▶ Rows from a pointing dataset

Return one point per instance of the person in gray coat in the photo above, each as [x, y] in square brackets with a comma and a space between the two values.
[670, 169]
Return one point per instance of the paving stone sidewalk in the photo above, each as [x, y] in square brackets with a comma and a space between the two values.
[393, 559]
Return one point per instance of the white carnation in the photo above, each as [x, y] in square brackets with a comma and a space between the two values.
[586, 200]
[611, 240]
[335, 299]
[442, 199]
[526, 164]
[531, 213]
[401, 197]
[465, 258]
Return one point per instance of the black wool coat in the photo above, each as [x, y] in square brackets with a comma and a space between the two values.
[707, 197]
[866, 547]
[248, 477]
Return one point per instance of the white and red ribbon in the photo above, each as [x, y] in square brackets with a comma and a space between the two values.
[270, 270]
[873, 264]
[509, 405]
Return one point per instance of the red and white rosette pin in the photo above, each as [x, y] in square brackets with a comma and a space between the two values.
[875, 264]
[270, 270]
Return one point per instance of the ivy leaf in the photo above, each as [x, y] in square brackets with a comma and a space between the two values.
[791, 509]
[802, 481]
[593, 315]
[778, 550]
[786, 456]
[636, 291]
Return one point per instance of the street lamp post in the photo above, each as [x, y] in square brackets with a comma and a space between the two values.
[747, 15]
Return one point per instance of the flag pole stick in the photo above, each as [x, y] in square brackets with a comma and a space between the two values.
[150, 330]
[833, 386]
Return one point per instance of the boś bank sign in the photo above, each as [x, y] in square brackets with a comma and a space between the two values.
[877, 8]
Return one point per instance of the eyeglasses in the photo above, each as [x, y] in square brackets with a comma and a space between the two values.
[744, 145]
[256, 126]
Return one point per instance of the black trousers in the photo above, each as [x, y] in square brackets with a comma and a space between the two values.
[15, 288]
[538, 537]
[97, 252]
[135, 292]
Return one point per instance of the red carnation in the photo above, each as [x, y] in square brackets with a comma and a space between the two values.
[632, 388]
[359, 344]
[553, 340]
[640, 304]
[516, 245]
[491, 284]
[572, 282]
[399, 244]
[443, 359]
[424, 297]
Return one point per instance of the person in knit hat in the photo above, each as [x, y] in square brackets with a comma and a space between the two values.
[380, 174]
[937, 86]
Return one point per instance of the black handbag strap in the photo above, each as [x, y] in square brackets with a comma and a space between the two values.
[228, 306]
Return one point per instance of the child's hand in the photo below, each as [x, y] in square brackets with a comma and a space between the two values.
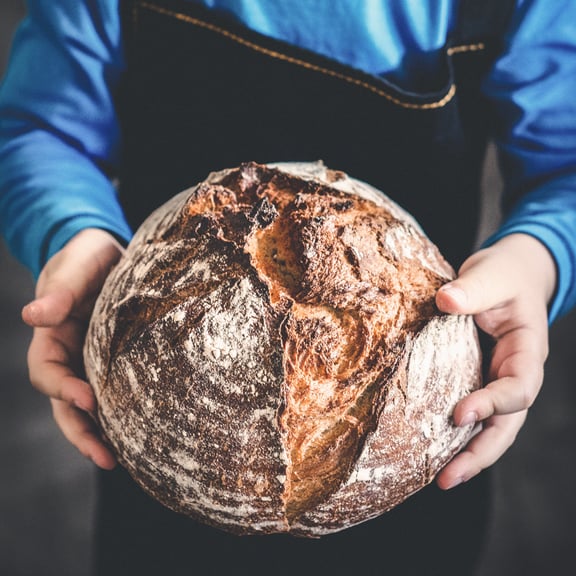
[507, 288]
[65, 294]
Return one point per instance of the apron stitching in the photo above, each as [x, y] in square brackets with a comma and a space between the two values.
[466, 48]
[278, 55]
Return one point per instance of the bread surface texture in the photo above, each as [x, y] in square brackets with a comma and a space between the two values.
[267, 356]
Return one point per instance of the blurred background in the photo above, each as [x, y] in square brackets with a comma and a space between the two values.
[47, 489]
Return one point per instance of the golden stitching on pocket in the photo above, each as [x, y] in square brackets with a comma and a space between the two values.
[466, 48]
[302, 63]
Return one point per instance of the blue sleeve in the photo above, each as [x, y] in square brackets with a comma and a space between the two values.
[533, 88]
[59, 135]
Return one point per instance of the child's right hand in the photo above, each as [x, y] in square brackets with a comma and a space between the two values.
[65, 294]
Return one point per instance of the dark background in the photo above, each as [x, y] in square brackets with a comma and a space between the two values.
[47, 489]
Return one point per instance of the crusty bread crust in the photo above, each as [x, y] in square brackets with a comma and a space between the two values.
[267, 357]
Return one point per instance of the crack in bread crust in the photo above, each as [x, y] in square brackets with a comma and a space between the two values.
[262, 355]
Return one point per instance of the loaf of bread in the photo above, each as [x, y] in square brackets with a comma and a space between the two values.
[267, 356]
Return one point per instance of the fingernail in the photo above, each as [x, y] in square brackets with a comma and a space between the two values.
[469, 418]
[457, 294]
[456, 482]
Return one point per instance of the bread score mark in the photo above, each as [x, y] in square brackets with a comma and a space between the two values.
[350, 308]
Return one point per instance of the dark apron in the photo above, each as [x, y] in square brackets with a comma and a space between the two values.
[203, 93]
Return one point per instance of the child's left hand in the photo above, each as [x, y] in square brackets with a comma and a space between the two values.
[507, 288]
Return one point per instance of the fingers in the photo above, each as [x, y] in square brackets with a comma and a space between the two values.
[481, 286]
[81, 432]
[516, 373]
[49, 310]
[483, 450]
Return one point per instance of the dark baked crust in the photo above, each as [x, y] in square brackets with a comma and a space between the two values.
[268, 357]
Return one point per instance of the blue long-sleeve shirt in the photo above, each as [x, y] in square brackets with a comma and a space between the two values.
[60, 140]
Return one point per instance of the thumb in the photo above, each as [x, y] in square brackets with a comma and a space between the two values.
[49, 310]
[480, 286]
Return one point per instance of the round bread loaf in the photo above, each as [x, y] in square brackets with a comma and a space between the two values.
[267, 356]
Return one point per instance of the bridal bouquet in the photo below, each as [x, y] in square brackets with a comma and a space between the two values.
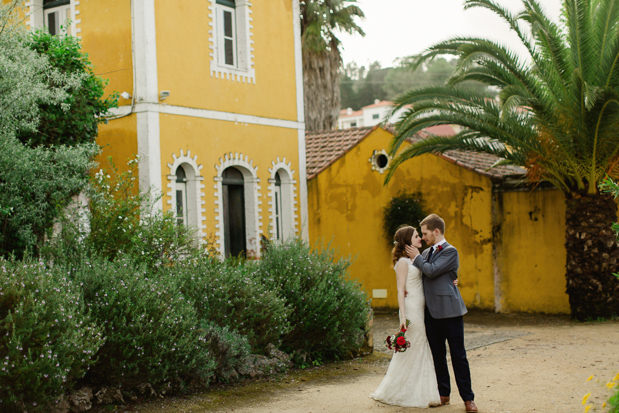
[398, 341]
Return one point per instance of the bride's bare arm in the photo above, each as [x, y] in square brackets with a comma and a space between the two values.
[401, 272]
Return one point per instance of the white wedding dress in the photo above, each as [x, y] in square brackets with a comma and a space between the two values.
[411, 380]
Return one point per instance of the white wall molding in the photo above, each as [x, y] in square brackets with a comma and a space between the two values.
[196, 186]
[146, 90]
[290, 208]
[206, 114]
[253, 210]
[298, 64]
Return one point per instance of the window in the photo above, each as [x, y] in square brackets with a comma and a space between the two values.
[232, 56]
[56, 15]
[226, 32]
[181, 197]
[278, 207]
[233, 186]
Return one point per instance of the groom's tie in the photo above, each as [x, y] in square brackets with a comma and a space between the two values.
[430, 254]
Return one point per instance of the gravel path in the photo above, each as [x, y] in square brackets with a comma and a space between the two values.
[519, 363]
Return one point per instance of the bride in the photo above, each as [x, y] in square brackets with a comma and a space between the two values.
[410, 380]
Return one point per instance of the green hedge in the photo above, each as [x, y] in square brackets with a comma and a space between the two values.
[232, 296]
[151, 330]
[47, 340]
[329, 310]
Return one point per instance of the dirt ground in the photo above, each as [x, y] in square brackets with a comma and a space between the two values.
[519, 363]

▶ Task objective
Return the listing above word for word, with the pictures removed.

▶ The output
Return one point per instance of the person in gray coat in the photo above, each as [x, y] in square brackets with a comma and a space between the two values.
[670, 169]
Return one point per instance of the paving stone sidewalk in the photo above, each as [x, y] in square brackets with a comma and a space between the two values.
[393, 559]
Return one point per instance of the white carnation in the photo above, each as [x, y] in square brackets with a comma and a space between the two values.
[586, 200]
[611, 240]
[335, 299]
[442, 199]
[526, 164]
[531, 213]
[401, 197]
[465, 258]
Return one point per instance of the black wool coat in the photo above, each as [x, y] in square brackets with a comma and a space between the two values.
[707, 197]
[866, 547]
[248, 477]
Return one point per instance of the white and red ribbon in the photo above, each as [x, y] in square brackets with a comma and a space between the two values.
[270, 270]
[873, 264]
[509, 405]
Return one point per instance of the red and white rosette pin in the photo above, each as [x, y] in square brackets with a comma and a space between the two values.
[875, 264]
[270, 270]
Return one point per instance of the ivy leaf in the photo above, each as [x, y] in square brackets with a comma and a space between the two values.
[791, 509]
[802, 481]
[593, 315]
[778, 550]
[786, 456]
[636, 291]
Return one point per instance of the street lamp post in the photo above, each as [x, y] in square brackets with a comma and a space between the two values.
[747, 15]
Return one point per instance of the flag pole stick in the photo above, each as [x, y] in square brackets with a comma and a space between the two values.
[150, 330]
[833, 386]
Return one point per instance of the boś bank sign in the photo above, each as [x, y] in square brackets with a comma and a space between the two values.
[877, 8]
Return one point per instance of the eyeglasses in the photo above, each as [x, y] in square brackets with a comma and a space between the two values.
[744, 145]
[256, 126]
Return one point per instance of the black trousers in the photo above, each as [x, y] in square brackets with a comma and a space between the two values.
[15, 288]
[538, 537]
[97, 252]
[135, 292]
Return one point per instance of the red carnation in the photo above, each as [x, y] in square brackets with a comma and a space between the two values.
[632, 388]
[359, 344]
[553, 340]
[640, 304]
[516, 245]
[491, 284]
[572, 282]
[399, 244]
[443, 359]
[424, 297]
Return one point per instance of the person in knit hat in the photo above, each as [x, y] in square brackets with a comma and a space between the two values.
[380, 174]
[937, 86]
Return one point per instance of the black handbag strap in the photo above, each as [x, y] in square brackets with a comma and a space between the two values.
[228, 306]
Return one point per instance of the child's hand in the photo below, each as [x, y] in square brackets with a comma and a space between the two values.
[507, 288]
[65, 294]
Return one point per instance of the apron stitching in the photo above, each as [x, y] in square brackets with a comma and a space between the two values.
[466, 48]
[278, 55]
Return one point per instance of the bread surface texture in the photo above, each as [x, y] in square brackets with a comma and a space between the two values.
[267, 356]
Return one point per instance of the blurred background in the photo above, each as [x, y] in square brackets with a comma and a space between the two values.
[47, 489]
Return one point per instance of the golden stitching on pocket in the photo above, each as [x, y] in square brackets with a comma and a space between the two values.
[466, 48]
[302, 63]
Return one point per instance of the blue sleeve in the photo above, each as [x, y] in square brackets with a comma and a space between the two values.
[533, 88]
[59, 135]
Return one point per instance of the child's right hand in the photo above, each as [x, y] in square brackets with a comma and a space between the two values.
[65, 294]
Return one point per instance of the dark background in the photo above, each as [x, y] in square brackets with a comma and a space between the two values.
[47, 489]
Return one point per instance of the crusty bread crust in the photo above, each as [x, y] in square brackets with a comma and a space between the two values.
[267, 357]
Return one point per instance of the crack in bread crust in the photo above, each as [x, y] in square brackets with a comma and a space between the two values.
[262, 355]
Return one point per instance of the loaf of bread in the photo above, each as [x, y] in square brackets with a comma and a space between the two values.
[267, 356]
Return one point per instance of the fingernail in the photo above, each as [x, y] in square brackets with a comma and a space between the two values.
[469, 418]
[457, 294]
[456, 482]
Return one point per instance of the bread score mark in the photo above, each as [x, y] in square brackets with a comma and a space between the two values.
[350, 308]
Return one point per instance of the dark apron in the photo above, each as [x, y] in square brackets with a comma and a space between the two values.
[203, 93]
Return one point per instance of the child's left hand in the photo above, each as [x, y] in square brackets with a comma and a space between the two values.
[507, 288]
Return one point per instance of the fingers in the photo above, each as [x, y] in square brackets with a comma and a space between the two values.
[481, 286]
[81, 432]
[516, 373]
[49, 310]
[483, 450]
Return one point per instance of the dark baked crust in the photo above, each as [x, y] in square brackets with a comma and a space between the two values.
[268, 357]
Return one point per instance of the blue long-sleeve shirt in the photo above, each as [x, y] in square brackets with a comma and a space between the two values.
[60, 140]
Return one point per instance of the thumb in the photo above, each as [x, y] in square brackets with a comma and a space between the two values.
[49, 310]
[480, 286]
Return one point per instance of the round bread loaf in the photo above, each as [x, y] in square brackets with a comma and a space between the two values.
[267, 356]
Return one point per instance of the bridal bouquet in the photo below, each as [x, y] in square brackets with a comma and a space between the two values.
[398, 341]
Return one point per instance of the bride's bare arm in the photo above, each as [x, y] in square brackets with a comma and a space between the two values.
[401, 272]
Return one point per instance of the white wedding dress in the photo above, each as [x, y] in square brackets with a comma and a space between the two values.
[411, 380]
Return one point per instance of the white wall molding in the photo above, each as [x, y] in square brackets with a comma and a space between the two values.
[196, 186]
[146, 90]
[290, 208]
[206, 114]
[253, 210]
[298, 64]
Return one point per instance of the window in the photo above, each as [x, y] in square brackets with a comma and a space between the two values.
[232, 56]
[56, 15]
[226, 32]
[181, 197]
[278, 207]
[233, 186]
Return one point per instance of the groom's tie in the photo above, each as [x, y] in square brackets with a comma and a space between the two values.
[430, 254]
Return one point per instance of the gravel path in the photo above, each as [x, y] in square brackets with a comma and a space between the two values.
[519, 363]
Return one point per instance of the bride in the photo above, each as [x, y] in square brackets with a comma and a space between the two values.
[410, 380]
Return one point per instance of the green hedge in the photo above, each as [x, y] in square brackets with a comma and a space between the two values.
[232, 296]
[151, 330]
[47, 340]
[329, 310]
Return one point per instance of the dirt ground in the photo above, each as [x, y] in square brackets with a comma and a space between the two values.
[519, 363]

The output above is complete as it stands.